Job 1
Answer these questions using the passage.
(a) What did the writer want to be more of, as the nearest thing to being a real boy?
(b) Which catalogues does the writer still read the way romance readers read Mills & Boon?
(c) How tall is the draft stallion mentioned at the end?
Job 2
Revise the section of the passage starting at "I understand these" and ending at "on the longline.", putting "mare" in place of "stallion".

I felt too female in the wrong ways. I wanted to be more of a tomboy, since that was the nearest I was going to get to being the True Autonomous Power Thing, which was a real boy. Sure I liked the outdoors, but even girls could go for long walks and love horses. In fact loving horses was one of those despised girlie things, which is kind of interesting, since what's wussyish about horses, for pity's sake? And I liked colour, full stop. I like dark colours, I like bright colours, I like pastels. I like COLOUR. This is also girlie. So I gathered. Men were allowed to be faintly concerned about the precise crease of their trousers, and to choose the tie with the narrow navy stripe or the muted red plaid. But a preoccupation with colour and pattern and style and so on was . . . girlie. Whichever gender you belonged to. And I still read certain clothing and jewellery catalogues the way romance readers read Mills & Boon.
B_twin said and white_roses responded:
Yeah, that. Nothing like being told "gee, you have really good swimmer's shoulders" …. But by then I had been reading about Girls Who Do Things and I knew I wanted to be on the farm. Big shoulders were GOOD I told myself. (Handy for bell ringing too! mwahahaha)
I understand these feelings very well. Working with horses helped me stop hating my figure: there is nothing in this world to make you grateful for atypical physique like a 17-hand draft stallion who utterly ignores your tugs on the longline.

Entries shown
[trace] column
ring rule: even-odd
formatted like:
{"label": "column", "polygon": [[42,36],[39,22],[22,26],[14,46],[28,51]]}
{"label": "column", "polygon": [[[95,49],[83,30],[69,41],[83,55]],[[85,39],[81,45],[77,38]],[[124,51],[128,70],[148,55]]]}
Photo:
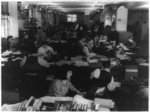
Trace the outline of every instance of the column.
{"label": "column", "polygon": [[18,38],[19,21],[18,21],[17,1],[9,2],[9,11],[10,11],[10,35],[12,35],[14,38]]}
{"label": "column", "polygon": [[128,20],[128,9],[125,6],[120,6],[117,9],[116,19],[116,30],[126,32],[127,31],[127,20]]}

Written reply 1
(a) A tomboy.
(b) Clothing and jewellery catalogues.
(c) 17 hands.

Written reply 2
I understand these feelings very well. Working with horses helped me stop hating my figure: there is nothing in this world to make you grateful for atypical physique like a 17-hand draft mare who utterly ignores your tugs on the longline.